[Saved data entries]
*-*-*

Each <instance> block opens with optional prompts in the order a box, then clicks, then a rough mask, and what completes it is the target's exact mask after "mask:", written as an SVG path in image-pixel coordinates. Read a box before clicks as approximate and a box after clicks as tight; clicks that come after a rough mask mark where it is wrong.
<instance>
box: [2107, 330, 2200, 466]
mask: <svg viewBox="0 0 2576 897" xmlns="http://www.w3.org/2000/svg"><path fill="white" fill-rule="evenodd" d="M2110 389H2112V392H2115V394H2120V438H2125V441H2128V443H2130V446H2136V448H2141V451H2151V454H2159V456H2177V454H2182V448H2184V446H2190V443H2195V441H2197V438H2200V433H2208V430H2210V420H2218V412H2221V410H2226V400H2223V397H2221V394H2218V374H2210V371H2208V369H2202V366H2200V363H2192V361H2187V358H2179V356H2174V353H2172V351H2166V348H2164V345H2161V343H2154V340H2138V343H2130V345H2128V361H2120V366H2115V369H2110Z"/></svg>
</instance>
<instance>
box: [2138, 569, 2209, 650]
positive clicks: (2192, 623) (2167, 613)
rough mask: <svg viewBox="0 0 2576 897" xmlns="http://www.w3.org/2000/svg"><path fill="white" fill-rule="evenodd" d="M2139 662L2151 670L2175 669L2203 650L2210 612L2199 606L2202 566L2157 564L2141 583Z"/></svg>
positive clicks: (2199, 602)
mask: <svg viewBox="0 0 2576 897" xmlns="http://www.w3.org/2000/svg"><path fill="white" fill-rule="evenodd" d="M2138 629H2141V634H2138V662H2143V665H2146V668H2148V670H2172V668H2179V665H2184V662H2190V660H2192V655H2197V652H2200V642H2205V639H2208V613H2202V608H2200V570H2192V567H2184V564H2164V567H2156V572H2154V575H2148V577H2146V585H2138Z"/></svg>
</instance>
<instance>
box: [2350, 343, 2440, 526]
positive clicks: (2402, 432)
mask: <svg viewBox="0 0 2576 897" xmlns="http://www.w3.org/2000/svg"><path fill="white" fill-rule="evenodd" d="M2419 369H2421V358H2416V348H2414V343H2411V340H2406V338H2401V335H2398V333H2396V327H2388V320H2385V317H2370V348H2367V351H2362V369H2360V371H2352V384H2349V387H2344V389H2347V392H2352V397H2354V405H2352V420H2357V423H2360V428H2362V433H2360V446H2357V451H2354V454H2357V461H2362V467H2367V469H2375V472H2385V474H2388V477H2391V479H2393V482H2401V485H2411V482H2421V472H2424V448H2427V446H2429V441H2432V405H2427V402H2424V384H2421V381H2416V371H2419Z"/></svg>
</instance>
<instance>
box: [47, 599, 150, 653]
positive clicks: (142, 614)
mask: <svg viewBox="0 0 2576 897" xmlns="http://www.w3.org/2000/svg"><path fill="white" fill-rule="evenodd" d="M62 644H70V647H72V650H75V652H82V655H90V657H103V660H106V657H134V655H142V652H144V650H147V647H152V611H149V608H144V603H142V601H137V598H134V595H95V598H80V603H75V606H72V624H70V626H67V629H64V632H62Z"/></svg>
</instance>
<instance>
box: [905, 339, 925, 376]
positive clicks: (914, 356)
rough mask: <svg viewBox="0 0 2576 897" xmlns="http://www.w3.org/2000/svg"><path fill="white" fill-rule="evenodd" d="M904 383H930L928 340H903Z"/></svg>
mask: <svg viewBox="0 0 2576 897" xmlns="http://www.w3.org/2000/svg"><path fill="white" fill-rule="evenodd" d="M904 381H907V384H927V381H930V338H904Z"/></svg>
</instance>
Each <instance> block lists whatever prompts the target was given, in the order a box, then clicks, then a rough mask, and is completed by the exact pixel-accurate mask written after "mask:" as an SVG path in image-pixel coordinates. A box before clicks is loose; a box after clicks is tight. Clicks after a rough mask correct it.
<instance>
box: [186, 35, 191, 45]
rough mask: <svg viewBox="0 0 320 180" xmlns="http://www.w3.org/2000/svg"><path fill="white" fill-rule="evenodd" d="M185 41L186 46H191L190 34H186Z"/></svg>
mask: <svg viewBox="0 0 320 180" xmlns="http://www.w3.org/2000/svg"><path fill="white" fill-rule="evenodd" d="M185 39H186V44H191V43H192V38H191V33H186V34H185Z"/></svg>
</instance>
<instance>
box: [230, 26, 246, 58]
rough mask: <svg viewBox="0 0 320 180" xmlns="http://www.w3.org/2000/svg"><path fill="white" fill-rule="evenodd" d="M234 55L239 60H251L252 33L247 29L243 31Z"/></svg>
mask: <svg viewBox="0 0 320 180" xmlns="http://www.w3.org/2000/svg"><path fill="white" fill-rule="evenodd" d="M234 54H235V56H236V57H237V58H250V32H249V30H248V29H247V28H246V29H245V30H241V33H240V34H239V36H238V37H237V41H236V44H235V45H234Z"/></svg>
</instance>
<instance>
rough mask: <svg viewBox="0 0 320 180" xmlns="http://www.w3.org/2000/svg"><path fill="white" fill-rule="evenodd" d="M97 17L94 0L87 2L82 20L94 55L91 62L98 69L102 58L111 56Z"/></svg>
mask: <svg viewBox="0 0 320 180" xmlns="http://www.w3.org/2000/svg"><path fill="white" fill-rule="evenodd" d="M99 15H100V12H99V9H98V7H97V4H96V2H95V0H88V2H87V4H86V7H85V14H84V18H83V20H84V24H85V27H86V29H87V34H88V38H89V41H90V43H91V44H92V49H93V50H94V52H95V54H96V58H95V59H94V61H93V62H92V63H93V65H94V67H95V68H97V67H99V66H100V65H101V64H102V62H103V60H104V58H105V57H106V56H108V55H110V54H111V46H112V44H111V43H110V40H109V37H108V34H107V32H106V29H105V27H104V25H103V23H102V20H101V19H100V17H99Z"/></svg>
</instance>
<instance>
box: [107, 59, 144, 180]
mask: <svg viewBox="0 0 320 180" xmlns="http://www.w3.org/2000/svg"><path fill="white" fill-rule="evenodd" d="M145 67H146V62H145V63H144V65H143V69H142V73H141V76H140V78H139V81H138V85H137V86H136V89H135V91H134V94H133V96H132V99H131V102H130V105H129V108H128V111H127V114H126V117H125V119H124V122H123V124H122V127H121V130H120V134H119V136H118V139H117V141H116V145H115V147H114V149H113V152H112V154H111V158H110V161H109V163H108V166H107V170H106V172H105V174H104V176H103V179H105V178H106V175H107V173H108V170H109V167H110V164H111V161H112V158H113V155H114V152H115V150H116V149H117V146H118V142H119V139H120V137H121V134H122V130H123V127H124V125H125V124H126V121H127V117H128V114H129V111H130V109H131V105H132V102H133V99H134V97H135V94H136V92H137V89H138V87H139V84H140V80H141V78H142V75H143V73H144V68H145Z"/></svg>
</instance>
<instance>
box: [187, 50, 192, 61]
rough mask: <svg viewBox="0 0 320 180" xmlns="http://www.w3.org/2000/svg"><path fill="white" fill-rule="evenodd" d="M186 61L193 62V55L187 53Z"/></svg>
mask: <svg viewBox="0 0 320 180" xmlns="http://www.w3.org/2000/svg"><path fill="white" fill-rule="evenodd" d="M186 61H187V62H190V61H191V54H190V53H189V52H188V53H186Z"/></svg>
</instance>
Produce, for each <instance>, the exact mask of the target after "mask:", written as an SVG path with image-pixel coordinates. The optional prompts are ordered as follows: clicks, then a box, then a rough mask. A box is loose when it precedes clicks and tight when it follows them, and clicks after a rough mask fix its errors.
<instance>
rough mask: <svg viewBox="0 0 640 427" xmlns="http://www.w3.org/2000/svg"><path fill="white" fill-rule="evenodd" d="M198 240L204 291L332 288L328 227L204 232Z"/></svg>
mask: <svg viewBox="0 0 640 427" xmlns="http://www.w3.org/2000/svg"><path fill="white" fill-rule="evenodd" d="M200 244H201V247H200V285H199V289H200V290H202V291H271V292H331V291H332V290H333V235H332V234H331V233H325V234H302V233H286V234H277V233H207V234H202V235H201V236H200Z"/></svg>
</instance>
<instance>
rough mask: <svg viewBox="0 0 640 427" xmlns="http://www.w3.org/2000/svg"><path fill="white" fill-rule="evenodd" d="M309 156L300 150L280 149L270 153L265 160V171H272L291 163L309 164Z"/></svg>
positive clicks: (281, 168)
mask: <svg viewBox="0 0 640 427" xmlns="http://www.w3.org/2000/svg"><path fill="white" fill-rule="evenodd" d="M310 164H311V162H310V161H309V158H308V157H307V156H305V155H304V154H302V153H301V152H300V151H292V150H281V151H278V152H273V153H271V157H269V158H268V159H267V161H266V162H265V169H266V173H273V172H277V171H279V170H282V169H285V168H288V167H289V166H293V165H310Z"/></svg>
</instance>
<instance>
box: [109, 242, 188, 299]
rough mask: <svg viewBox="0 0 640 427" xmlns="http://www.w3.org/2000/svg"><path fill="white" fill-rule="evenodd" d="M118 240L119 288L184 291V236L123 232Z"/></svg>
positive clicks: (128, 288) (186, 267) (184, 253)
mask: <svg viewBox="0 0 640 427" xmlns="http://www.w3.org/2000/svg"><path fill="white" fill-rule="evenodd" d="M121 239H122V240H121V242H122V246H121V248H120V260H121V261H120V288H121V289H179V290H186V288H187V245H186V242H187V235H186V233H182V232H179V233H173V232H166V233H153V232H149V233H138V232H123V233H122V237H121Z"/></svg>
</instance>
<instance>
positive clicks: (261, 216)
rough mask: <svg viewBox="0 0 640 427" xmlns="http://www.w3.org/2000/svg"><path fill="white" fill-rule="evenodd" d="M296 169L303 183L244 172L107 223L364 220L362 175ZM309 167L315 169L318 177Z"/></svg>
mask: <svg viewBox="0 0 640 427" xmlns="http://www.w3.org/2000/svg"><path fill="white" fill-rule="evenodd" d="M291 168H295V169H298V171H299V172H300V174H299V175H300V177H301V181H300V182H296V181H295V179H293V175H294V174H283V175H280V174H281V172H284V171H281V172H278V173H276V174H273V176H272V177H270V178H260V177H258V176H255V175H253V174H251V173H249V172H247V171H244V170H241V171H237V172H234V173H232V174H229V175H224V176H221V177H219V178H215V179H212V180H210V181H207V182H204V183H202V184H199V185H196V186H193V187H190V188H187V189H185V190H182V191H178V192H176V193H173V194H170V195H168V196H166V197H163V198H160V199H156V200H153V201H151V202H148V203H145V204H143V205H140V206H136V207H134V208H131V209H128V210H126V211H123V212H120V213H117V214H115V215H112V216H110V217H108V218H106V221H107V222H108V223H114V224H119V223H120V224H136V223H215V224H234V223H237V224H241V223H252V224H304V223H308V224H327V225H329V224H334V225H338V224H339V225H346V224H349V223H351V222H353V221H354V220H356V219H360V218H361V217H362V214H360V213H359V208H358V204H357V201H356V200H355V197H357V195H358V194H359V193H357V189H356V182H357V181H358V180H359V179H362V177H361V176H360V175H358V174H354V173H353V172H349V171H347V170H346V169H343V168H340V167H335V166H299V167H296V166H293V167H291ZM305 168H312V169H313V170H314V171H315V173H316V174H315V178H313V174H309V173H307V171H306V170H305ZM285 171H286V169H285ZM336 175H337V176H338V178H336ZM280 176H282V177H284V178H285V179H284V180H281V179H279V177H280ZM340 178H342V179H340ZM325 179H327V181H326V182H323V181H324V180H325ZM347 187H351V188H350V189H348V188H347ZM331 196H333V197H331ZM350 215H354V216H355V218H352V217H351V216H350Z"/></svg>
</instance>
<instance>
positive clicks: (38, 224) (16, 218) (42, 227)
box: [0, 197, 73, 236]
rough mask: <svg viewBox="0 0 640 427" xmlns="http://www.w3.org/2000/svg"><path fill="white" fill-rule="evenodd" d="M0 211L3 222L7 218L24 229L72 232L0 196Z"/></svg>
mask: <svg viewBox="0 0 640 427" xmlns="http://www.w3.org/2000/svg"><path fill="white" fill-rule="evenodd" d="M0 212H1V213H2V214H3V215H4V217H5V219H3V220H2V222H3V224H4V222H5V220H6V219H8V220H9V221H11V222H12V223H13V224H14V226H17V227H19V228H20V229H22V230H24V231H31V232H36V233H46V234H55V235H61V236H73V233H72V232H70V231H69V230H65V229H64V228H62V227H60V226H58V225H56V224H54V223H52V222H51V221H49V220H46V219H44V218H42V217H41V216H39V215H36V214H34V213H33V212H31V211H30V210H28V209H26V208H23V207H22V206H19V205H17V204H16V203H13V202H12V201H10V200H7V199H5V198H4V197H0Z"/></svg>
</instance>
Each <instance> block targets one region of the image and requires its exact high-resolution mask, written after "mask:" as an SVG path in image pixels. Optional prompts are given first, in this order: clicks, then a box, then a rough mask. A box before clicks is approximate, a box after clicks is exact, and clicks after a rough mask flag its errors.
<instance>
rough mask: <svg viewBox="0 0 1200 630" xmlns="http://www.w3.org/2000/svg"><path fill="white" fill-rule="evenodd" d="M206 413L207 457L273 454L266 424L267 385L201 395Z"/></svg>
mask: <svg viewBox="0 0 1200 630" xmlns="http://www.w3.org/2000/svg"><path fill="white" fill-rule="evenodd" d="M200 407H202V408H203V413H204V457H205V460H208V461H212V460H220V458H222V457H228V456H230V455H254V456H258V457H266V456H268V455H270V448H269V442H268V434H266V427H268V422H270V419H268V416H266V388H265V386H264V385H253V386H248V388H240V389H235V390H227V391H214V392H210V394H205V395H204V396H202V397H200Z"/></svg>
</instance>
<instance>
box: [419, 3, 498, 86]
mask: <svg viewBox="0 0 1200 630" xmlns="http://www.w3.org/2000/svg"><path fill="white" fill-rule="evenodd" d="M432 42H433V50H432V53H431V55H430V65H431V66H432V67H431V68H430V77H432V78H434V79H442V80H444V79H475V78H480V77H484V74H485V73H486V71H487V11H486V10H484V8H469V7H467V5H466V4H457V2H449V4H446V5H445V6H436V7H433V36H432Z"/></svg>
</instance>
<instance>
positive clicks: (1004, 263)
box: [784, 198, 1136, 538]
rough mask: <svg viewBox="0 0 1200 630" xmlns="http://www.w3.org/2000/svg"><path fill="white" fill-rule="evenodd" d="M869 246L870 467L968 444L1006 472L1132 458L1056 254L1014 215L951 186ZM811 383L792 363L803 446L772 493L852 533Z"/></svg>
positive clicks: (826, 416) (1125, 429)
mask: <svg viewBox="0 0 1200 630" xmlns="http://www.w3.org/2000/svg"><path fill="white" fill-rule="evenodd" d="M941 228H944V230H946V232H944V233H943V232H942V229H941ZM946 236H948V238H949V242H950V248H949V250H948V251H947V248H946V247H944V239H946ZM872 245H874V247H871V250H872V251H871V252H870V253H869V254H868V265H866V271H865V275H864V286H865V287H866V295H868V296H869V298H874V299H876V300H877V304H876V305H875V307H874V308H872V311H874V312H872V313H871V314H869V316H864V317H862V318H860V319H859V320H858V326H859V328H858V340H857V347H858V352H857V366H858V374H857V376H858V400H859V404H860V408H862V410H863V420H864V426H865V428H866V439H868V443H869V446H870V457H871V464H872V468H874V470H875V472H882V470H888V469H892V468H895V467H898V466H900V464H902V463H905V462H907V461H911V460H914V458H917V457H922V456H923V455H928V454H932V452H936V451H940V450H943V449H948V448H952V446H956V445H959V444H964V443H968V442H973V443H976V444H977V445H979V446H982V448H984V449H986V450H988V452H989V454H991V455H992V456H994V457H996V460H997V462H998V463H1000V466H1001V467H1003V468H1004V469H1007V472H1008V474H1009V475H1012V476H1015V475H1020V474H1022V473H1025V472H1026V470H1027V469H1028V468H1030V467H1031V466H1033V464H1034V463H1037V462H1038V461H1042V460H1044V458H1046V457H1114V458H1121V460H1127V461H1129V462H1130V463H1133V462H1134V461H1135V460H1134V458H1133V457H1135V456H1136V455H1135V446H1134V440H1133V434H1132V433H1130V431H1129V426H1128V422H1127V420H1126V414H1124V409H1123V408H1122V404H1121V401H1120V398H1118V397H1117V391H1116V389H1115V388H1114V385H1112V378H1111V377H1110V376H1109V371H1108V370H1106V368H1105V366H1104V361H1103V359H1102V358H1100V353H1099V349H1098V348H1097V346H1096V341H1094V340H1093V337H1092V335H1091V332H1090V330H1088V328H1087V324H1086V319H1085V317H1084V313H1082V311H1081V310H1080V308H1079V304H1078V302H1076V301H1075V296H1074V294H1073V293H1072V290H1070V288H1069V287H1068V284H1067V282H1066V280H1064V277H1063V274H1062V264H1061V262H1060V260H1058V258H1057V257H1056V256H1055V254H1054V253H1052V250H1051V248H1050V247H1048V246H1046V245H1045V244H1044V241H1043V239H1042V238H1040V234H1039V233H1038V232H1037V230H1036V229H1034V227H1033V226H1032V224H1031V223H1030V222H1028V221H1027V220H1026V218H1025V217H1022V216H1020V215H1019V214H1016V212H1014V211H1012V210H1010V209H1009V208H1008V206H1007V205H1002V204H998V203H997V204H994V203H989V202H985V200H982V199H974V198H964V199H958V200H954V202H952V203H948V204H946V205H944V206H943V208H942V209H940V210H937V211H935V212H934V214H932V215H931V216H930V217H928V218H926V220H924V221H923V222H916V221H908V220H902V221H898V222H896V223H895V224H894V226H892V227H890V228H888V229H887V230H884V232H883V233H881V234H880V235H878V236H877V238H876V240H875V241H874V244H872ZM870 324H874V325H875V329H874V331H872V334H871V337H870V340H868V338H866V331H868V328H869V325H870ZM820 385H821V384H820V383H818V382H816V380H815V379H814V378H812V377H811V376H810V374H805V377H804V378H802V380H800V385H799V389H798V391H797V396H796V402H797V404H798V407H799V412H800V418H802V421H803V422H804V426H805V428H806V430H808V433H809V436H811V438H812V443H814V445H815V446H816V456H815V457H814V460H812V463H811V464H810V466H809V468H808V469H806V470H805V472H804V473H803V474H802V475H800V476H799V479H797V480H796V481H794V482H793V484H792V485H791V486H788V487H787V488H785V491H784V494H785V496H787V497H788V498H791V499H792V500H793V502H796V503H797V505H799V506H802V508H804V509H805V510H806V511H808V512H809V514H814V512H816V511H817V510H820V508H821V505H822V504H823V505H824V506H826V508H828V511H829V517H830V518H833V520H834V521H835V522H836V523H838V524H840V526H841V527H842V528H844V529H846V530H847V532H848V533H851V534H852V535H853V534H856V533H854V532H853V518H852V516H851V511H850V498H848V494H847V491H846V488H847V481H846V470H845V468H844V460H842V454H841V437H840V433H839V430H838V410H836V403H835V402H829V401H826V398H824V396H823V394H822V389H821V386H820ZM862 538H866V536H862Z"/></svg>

*-*-*

## [What you are asked to do]
Count every line in the records that holds "coordinates" and give that count by itself.

## [Task response]
3